- **文書**:
◇ ◇ ◇ ◇ ◇

国内外で注目集めるジャパニーズ・シティポップ コンピ盤『ALDELIGHT CITY』点と点を線で繋ぐ試み

『ALDELIGHT CITY』レビュー

 以下、本コンピで特に注目して聴いてもらいたい数曲をピックアップしておく。

・DISC1-1「君は天然色 (40th Anniversary Version)」大瀧詠一

 今年発売40周年を迎えた名作『A LONG VACATION』のプロモーション用に制作されたドラムカウント入りバージョン。これが初CD化とのこと。

・DISC1-4「バイブレイション(Single Version)」笠井紀美子

 1977年のアルバム『TOKYO SPECIAL』収録。山下達郎「LOVE CEREBRATION」原曲として知られるが、さらに遡ればアルファレコードからリリースされるはずだったアメリカ人女性シンガー、リンダ・キャリエールの幻のアルバムへの提供曲でもあった(笠井バージョンは安井かずみが新たに日本語で作詞)。

・DISC1-16「恋は流星 Part 2」吉田美奈子

 アルバム・バージョンは山下達郎との共同プロデュース作『TWILIGHT ZONE』(1977年)収録。アルバムと同日に7インチ・シングルで発売されたこの曲はカップリングがドラムブレイクからスタジオジャムへと展開する「Part 2」で、オリジナルの7インチは以前からコレクターズ・アイテムとして取引されている。「Part 1」と続けてCDに収録されるのは今回が初めてとのこと。

・DISC 2-1「RIDE ON TIME」Rainych × evening cinema

 松原みき「真夜中のドア~stay with me」を日本語で歌い世界的に大ヒットさせたインドネシアの女性YouTuber・Rainychと、TikTok経由でいまや世界的なバイラル人気を誇る現代シティポップ・バンドとなったevening cinemaの共演で、しかも楽曲が山下達郎屈指の名曲という。ディスク2冒頭から4曲目「BLUE LAGOON 2003 -Hot Summer Breeze-」までのカバー曲の流れは現代への誘導を担うものだ。

◇ ◇ ◇ ◇ ◇

- **生データ**:
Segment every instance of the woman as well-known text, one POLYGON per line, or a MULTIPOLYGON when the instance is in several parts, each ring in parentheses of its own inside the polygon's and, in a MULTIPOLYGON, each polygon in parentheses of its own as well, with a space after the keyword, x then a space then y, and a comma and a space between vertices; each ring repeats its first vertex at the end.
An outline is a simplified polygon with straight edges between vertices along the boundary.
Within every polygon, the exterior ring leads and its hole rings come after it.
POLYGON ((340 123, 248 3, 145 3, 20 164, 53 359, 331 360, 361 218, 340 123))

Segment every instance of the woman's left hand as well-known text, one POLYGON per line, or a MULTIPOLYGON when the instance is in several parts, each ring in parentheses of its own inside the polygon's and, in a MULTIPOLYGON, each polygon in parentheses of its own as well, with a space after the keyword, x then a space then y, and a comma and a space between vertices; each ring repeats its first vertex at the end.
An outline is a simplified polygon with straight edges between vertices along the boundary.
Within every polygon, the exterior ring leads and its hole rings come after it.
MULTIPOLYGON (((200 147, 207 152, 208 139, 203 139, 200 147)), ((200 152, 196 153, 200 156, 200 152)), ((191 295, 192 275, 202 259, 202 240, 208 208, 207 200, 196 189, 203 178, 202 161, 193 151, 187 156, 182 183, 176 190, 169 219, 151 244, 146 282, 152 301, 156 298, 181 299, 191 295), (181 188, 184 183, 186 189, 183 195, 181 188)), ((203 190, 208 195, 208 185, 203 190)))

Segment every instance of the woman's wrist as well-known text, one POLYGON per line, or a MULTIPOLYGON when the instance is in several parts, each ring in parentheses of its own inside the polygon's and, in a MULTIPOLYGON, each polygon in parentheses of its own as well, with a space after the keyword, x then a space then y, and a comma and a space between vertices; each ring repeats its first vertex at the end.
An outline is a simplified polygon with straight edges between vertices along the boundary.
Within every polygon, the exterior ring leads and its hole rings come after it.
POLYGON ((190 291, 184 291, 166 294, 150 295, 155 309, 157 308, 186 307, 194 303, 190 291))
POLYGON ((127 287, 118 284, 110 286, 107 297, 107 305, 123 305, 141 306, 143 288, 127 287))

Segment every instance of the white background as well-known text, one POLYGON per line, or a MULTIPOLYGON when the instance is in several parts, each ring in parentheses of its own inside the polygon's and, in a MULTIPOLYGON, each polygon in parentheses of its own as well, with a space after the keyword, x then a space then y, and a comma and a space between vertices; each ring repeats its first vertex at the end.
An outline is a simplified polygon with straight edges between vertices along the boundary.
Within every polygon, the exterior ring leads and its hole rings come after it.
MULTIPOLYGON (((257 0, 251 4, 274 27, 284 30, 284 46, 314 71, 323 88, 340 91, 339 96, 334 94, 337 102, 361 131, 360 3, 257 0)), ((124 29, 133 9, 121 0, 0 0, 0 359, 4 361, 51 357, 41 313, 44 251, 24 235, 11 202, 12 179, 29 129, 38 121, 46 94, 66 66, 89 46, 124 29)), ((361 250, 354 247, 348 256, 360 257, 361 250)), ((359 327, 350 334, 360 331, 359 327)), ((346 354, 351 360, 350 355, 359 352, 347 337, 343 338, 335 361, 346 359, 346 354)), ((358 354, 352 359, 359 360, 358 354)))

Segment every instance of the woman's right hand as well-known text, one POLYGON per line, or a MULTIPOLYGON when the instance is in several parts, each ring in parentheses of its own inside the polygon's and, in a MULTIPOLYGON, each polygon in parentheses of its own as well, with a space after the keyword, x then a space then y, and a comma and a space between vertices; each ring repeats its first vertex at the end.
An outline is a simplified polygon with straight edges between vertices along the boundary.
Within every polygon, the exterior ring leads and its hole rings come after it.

◇ ◇ ◇ ◇ ◇

- **課題**:
上に掲げたコンピ盤『ALDELIGHT CITY』のレビューを、一字一句変えずに全文そのまま返しなさい。

- **解答**:
国内外で注目集めるジャパニーズ・シティポップ コンピ盤『ALDELIGHT CITY』点と点を線で繋ぐ試み

『ALDELIGHT CITY』レビュー

 以下、本コンピで特に注目して聴いてもらいたい数曲をピックアップしておく。

・DISC1-1「君は天然色 (40th Anniversary Version)」大瀧詠一

 今年発売40周年を迎えた名作『A LONG VACATION』のプロモーション用に制作されたドラムカウント入りバージョン。これが初CD化とのこと。

・DISC1-4「バイブレイション(Single Version)」笠井紀美子

 1977年のアルバム『TOKYO SPECIAL』収録。山下達郎「LOVE CEREBRATION」原曲として知られるが、さらに遡ればアルファレコードからリリースされるはずだったアメリカ人女性シンガー、リンダ・キャリエールの幻のアルバムへの提供曲でもあった(笠井バージョンは安井かずみが新たに日本語で作詞)。

・DISC1-16「恋は流星 Part 2」吉田美奈子

 アルバム・バージョンは山下達郎との共同プロデュース作『TWILIGHT ZONE』(1977年)収録。アルバムと同日に7インチ・シングルで発売されたこの曲はカップリングがドラムブレイクからスタジオジャムへと展開する「Part 2」で、オリジナルの7インチは以前からコレクターズ・アイテムとして取引されている。「Part 1」と続けてCDに収録されるのは今回が初めてとのこと。

・DISC 2-1「RIDE ON TIME」Rainych × evening cinema

 松原みき「真夜中のドア~stay with me」を日本語で歌い世界的に大ヒットさせたインドネシアの女性YouTuber・Rainychと、TikTok経由でいまや世界的なバイラル人気を誇る現代シティポップ・バンドとなったevening cinemaの共演で、しかも楽曲が山下達郎屈指の名曲という。ディスク2冒頭から4曲目「BLUE LAGOON 2003 -Hot Summer Breeze-」までのカバー曲の流れは現代への誘導を担うものだ。